Problem - Only an exact copy of the records, from the line with "Ground bird's wing." through the last line, is wanted.

Records to process -
▼
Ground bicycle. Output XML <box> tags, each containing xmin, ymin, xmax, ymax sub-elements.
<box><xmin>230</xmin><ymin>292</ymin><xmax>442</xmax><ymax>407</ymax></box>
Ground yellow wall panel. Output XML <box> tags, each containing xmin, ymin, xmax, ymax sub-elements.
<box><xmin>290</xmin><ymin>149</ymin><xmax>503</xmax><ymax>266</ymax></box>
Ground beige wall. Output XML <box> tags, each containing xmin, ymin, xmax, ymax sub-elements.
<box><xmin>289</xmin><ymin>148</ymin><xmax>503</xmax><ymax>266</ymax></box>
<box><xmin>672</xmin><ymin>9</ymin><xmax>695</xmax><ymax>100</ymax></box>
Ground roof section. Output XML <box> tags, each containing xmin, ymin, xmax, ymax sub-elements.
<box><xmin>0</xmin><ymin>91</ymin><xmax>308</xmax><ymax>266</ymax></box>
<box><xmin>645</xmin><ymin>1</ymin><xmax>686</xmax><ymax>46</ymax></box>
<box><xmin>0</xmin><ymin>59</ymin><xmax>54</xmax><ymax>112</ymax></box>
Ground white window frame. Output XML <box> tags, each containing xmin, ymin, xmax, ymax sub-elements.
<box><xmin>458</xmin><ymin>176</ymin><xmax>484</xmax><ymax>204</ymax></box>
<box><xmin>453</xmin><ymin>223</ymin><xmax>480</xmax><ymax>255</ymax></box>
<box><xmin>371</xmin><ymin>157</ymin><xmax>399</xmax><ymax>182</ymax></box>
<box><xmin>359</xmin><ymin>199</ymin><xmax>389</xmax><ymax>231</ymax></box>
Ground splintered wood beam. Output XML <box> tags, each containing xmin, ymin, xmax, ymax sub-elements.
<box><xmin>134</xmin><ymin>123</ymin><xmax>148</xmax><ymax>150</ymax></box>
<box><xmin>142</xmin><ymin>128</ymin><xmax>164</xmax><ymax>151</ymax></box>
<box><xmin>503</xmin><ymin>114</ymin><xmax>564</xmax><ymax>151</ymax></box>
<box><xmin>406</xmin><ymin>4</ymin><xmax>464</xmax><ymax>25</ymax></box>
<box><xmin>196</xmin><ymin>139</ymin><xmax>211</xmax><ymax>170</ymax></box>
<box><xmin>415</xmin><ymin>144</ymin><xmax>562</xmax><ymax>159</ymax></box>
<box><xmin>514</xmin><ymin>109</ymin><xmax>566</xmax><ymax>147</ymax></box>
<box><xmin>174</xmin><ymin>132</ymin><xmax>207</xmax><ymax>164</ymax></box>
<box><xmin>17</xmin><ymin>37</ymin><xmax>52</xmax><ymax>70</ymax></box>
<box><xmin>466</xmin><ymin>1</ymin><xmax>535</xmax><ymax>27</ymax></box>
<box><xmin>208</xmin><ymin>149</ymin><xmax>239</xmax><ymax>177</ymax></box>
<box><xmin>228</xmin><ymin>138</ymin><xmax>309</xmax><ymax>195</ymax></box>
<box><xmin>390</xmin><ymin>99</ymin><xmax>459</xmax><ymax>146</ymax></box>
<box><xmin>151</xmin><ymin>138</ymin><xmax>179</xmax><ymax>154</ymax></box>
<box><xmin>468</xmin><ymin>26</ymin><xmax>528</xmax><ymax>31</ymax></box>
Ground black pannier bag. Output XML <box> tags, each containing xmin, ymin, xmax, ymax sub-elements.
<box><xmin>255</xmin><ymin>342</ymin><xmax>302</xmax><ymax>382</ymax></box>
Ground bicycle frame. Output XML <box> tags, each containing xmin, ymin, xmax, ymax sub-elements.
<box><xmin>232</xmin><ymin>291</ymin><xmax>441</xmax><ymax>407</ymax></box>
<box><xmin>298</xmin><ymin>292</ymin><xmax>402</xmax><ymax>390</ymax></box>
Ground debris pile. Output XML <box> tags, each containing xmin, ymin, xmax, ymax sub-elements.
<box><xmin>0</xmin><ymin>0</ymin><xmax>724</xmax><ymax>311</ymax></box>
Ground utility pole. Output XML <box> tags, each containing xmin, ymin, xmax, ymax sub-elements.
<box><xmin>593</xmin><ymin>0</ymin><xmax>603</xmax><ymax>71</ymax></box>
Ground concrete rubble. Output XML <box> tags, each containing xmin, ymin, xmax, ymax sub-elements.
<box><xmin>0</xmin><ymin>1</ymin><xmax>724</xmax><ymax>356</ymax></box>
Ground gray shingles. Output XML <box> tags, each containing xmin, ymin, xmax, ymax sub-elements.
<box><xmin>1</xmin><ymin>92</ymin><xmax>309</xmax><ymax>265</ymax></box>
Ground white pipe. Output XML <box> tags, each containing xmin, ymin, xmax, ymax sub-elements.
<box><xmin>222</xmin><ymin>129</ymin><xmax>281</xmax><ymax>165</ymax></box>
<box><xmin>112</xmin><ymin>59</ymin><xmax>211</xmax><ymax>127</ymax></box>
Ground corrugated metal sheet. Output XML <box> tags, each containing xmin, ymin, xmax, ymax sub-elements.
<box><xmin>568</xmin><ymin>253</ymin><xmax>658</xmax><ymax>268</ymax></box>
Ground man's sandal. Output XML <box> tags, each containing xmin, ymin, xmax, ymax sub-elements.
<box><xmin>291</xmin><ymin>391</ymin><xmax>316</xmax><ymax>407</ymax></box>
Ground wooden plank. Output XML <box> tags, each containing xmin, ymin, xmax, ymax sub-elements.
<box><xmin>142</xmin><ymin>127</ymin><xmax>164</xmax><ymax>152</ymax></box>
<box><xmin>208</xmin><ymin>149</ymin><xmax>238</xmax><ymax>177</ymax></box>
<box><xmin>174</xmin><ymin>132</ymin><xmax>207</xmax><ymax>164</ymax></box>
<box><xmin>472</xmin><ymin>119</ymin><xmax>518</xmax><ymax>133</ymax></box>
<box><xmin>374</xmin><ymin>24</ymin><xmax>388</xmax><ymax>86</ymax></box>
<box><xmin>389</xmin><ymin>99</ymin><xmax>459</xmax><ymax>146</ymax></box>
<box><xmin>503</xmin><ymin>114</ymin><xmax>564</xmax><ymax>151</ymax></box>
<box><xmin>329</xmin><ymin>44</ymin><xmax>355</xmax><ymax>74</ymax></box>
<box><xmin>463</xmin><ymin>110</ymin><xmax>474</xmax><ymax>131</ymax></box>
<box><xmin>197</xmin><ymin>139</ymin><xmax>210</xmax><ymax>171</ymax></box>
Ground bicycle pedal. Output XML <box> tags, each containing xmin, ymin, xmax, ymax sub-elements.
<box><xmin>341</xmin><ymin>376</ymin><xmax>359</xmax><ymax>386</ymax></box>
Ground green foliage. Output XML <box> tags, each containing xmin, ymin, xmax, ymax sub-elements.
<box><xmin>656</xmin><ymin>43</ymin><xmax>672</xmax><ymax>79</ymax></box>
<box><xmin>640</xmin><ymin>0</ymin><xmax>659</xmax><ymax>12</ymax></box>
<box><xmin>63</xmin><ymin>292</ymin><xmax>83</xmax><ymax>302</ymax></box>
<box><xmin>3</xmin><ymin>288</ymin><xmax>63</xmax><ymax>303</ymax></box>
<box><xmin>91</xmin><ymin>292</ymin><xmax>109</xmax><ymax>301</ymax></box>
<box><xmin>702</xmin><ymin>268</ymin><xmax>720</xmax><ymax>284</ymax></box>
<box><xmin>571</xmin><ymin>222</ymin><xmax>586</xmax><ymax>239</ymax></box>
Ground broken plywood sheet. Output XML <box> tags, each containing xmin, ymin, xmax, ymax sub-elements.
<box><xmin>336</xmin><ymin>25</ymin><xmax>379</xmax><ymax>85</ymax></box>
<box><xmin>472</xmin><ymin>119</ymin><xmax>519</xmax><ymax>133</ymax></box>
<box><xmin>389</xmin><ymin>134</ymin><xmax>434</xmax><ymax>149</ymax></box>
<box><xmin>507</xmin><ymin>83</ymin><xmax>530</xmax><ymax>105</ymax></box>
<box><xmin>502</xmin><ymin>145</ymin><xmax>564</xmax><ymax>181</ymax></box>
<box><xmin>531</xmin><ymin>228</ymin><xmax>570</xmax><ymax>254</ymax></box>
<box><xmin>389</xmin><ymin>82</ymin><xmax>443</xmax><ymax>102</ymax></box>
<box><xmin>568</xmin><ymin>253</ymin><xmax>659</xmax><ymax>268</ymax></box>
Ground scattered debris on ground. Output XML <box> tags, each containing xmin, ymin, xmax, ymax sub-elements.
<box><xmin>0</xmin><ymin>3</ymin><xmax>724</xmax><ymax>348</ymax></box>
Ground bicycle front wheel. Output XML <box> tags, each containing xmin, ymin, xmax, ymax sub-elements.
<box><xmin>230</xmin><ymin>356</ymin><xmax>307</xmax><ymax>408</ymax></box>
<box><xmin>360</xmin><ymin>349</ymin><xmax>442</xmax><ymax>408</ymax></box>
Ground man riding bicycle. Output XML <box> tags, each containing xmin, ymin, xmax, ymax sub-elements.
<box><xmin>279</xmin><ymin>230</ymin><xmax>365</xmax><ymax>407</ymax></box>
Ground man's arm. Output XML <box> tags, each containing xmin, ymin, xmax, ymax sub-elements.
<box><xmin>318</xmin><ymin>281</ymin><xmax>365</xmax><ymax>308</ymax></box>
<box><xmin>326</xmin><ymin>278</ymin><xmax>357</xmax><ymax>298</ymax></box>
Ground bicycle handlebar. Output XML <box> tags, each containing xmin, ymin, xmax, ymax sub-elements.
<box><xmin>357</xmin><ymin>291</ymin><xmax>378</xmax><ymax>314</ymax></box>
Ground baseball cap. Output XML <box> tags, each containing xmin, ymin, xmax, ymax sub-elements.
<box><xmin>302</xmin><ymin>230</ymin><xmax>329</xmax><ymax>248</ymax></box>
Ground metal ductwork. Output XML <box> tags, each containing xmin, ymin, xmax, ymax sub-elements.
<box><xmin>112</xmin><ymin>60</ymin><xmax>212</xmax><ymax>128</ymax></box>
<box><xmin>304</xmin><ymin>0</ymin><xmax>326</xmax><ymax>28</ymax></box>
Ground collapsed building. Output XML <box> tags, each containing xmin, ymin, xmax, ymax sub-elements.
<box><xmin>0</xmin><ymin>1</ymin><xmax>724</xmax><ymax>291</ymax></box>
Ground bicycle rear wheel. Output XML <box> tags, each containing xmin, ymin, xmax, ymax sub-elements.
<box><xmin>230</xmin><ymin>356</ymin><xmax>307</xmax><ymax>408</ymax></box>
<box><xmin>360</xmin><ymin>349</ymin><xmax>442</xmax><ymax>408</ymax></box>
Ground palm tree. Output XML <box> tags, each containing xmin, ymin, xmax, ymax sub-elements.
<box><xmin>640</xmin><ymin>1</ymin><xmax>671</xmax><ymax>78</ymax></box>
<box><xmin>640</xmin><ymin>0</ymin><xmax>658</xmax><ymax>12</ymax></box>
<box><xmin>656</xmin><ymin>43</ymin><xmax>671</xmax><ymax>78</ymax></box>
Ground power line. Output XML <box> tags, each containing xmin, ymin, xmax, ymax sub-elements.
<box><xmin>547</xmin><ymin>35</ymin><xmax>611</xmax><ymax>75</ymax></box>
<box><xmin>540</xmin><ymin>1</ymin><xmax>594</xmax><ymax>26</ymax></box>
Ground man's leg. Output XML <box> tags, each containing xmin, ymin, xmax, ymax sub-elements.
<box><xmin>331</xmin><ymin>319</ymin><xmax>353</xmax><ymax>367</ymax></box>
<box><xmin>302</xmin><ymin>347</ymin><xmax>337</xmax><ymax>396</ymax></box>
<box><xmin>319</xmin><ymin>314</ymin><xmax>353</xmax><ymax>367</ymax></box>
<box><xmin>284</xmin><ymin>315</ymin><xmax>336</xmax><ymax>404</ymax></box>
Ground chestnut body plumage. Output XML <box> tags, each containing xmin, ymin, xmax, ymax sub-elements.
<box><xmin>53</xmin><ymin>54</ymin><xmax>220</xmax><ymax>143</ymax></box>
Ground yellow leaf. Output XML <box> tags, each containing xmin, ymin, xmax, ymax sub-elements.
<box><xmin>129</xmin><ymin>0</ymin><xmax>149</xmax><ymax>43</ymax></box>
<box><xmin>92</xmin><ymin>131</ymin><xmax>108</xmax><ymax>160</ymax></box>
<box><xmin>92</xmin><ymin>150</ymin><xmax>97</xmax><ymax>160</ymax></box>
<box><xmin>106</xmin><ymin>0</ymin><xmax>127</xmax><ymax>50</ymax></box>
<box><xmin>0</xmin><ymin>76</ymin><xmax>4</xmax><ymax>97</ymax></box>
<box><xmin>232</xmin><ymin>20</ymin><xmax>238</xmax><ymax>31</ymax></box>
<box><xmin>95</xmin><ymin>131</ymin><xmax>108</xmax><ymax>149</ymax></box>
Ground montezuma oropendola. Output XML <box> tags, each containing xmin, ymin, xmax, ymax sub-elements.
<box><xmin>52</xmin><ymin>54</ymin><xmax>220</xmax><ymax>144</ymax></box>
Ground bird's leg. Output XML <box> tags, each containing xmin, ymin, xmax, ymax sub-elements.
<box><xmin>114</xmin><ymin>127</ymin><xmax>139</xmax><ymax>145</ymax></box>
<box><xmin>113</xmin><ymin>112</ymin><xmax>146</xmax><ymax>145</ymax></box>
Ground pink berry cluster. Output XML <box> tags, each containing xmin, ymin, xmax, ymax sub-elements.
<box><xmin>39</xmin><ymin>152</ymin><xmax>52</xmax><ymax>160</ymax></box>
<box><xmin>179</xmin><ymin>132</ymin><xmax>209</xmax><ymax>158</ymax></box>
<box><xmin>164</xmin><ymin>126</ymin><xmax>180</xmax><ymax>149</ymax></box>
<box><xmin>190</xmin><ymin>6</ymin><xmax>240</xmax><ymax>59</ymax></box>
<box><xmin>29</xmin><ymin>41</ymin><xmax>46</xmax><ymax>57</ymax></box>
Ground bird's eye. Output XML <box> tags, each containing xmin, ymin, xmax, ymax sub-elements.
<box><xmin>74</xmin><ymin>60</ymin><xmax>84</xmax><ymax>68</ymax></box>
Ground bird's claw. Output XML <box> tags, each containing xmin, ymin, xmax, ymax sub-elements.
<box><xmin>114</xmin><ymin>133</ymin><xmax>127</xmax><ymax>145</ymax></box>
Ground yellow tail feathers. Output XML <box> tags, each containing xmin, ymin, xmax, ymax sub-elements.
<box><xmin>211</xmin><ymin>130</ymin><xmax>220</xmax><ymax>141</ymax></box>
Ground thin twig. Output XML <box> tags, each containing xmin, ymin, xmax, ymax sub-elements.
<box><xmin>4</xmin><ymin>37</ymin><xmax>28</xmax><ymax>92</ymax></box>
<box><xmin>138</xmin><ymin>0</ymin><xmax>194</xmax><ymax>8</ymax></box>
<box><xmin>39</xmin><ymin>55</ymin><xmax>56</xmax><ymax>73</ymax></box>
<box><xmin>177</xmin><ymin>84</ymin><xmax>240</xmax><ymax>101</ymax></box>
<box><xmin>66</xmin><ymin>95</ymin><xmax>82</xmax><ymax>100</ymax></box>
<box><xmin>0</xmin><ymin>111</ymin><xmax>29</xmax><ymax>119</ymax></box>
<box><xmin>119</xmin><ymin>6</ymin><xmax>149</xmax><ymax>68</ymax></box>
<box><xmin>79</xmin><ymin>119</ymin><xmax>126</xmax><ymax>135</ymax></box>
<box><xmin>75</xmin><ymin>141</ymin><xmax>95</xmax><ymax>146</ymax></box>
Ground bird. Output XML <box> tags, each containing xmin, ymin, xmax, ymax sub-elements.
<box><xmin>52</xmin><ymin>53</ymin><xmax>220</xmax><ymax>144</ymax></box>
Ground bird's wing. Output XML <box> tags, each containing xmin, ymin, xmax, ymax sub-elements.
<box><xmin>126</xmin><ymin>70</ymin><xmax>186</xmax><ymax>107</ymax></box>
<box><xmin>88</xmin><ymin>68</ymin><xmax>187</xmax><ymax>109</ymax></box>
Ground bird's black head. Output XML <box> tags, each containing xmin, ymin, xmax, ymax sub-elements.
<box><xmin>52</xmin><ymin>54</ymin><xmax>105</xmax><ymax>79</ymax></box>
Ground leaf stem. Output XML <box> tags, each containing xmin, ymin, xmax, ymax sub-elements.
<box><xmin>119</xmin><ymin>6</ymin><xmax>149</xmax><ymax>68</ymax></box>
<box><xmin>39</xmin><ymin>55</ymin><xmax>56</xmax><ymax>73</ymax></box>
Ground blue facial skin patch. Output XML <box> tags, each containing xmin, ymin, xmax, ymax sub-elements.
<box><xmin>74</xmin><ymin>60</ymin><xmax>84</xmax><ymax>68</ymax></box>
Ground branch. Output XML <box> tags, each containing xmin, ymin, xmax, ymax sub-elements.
▲
Exercise answer -
Ground bird's wing. Output XML <box> tags, each containing xmin, ymin, xmax, ymax sub-elements.
<box><xmin>126</xmin><ymin>70</ymin><xmax>186</xmax><ymax>107</ymax></box>
<box><xmin>88</xmin><ymin>68</ymin><xmax>187</xmax><ymax>109</ymax></box>
Ground bird's black head. Output XML <box> tags, each containing xmin, ymin, xmax, ymax sub-elements.
<box><xmin>52</xmin><ymin>54</ymin><xmax>105</xmax><ymax>79</ymax></box>
Ground leaf stem. Output XML <box> tags, each containing xmin, ymin, xmax, ymax sub-elements.
<box><xmin>119</xmin><ymin>6</ymin><xmax>149</xmax><ymax>68</ymax></box>
<box><xmin>39</xmin><ymin>55</ymin><xmax>56</xmax><ymax>73</ymax></box>
Ground blue facial skin patch. Output XML <box> tags, each containing xmin, ymin, xmax, ymax sub-elements.
<box><xmin>74</xmin><ymin>60</ymin><xmax>84</xmax><ymax>68</ymax></box>
Ground branch. Output XML <box> tags, each containing xmin, ymin, xmax, ymax sub-elements.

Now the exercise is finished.